* [INSTRUCTIONS TO FOLLOW]
Starting at the first line of the records below, reproduce every line up to and including the line with "Put a marker on every instance of the pink", but leave out all pictures.

* [EXERCISE MATERIALS]
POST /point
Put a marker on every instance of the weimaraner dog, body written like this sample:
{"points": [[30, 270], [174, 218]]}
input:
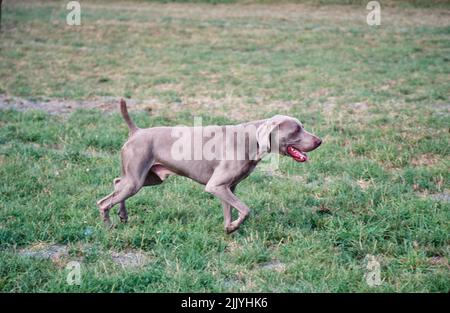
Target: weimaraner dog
{"points": [[152, 154]]}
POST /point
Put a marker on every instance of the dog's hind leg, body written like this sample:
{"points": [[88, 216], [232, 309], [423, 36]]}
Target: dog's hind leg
{"points": [[132, 179]]}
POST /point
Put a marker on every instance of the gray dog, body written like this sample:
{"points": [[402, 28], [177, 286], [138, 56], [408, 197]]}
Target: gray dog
{"points": [[152, 154]]}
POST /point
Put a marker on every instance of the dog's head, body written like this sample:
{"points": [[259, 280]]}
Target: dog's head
{"points": [[287, 135]]}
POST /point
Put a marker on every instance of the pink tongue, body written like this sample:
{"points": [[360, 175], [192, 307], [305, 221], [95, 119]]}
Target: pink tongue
{"points": [[297, 155]]}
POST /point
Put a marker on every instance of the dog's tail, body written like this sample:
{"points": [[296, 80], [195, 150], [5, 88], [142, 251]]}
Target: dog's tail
{"points": [[123, 109]]}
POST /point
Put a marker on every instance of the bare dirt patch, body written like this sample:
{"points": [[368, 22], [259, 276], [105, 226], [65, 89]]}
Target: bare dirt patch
{"points": [[59, 255]]}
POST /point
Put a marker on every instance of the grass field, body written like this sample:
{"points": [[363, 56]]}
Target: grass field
{"points": [[379, 184]]}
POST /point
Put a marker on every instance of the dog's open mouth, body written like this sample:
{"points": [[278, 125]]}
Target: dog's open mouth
{"points": [[297, 155]]}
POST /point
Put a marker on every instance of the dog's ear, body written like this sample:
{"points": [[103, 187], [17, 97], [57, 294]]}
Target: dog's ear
{"points": [[263, 134]]}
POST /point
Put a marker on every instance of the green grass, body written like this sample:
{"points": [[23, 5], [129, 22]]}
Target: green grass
{"points": [[377, 96]]}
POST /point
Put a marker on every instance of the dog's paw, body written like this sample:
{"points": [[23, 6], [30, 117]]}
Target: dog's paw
{"points": [[231, 229]]}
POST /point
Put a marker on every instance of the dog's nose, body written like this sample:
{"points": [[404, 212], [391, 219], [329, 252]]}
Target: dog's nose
{"points": [[318, 142]]}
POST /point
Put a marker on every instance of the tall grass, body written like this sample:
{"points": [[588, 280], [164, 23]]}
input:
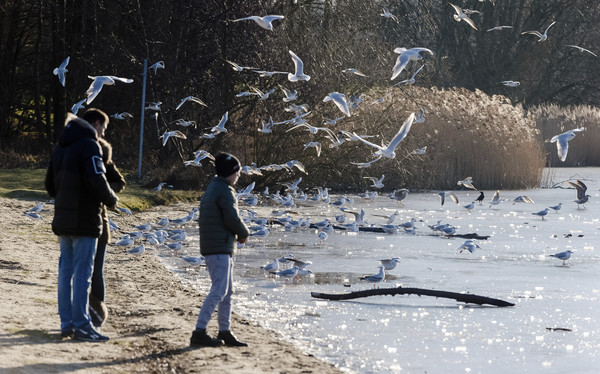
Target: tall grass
{"points": [[583, 149], [467, 134]]}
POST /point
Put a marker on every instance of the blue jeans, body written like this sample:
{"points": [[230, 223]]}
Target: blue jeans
{"points": [[220, 269], [98, 288], [74, 278]]}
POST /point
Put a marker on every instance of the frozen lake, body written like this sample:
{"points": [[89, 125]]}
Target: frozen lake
{"points": [[411, 334]]}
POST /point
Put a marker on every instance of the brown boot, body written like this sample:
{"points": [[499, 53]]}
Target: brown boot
{"points": [[230, 340]]}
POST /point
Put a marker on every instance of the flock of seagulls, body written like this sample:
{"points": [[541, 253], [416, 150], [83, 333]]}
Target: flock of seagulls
{"points": [[171, 234]]}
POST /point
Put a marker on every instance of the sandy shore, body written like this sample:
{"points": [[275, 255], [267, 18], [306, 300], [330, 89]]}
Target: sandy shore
{"points": [[152, 314]]}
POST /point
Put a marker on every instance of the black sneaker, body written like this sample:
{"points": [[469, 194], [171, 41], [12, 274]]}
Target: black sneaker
{"points": [[230, 340], [66, 333], [201, 339], [90, 335]]}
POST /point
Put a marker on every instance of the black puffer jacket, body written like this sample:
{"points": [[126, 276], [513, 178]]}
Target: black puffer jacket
{"points": [[76, 180]]}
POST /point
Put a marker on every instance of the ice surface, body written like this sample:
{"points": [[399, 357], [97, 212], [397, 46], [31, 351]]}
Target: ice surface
{"points": [[412, 334]]}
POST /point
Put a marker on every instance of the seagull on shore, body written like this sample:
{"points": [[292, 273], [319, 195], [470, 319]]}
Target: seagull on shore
{"points": [[564, 256], [265, 22], [467, 182], [581, 188], [468, 245], [390, 263], [61, 70], [99, 82], [561, 140], [511, 83], [339, 100], [271, 266], [192, 99], [298, 70], [541, 37], [541, 213], [376, 278], [239, 68], [581, 49], [405, 56], [386, 13], [462, 16], [389, 150]]}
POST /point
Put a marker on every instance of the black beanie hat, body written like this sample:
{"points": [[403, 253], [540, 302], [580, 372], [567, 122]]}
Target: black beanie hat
{"points": [[226, 164]]}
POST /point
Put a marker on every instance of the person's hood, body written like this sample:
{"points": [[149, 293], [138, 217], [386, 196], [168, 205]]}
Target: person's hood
{"points": [[75, 129]]}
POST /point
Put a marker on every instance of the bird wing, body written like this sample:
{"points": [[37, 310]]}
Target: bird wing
{"points": [[401, 63], [124, 80], [402, 132], [358, 137]]}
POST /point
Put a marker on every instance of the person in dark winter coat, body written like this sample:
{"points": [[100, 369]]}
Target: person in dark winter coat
{"points": [[76, 180], [221, 228], [98, 309]]}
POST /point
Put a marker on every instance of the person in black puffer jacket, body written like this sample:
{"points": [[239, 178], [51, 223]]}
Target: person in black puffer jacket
{"points": [[76, 180]]}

* [RESULT FOR THIS TASK]
POST /point
Put a marker on every instance of the weimaraner dog, body written like this sample:
{"points": [[30, 270], [174, 218]]}
input:
Target: weimaraner dog
{"points": [[152, 154]]}
POST /point
Put a marker on every instance of the dog's hind leg, body written like this sample:
{"points": [[88, 216], [232, 309], [423, 36]]}
Target: dog's hind leg
{"points": [[132, 179]]}
POST /point
Put a marker on every instance of the gray dog, body written like this sample:
{"points": [[402, 28], [177, 286], [138, 56], [408, 197]]}
Target: gray dog
{"points": [[152, 154]]}
POST /point
Put a marker on every instance of the dog's head, body written like this sample:
{"points": [[259, 280]]}
Target: dog's head
{"points": [[287, 135]]}
POST /point
Put a marker on every instance of the pink tongue, body written like this sample:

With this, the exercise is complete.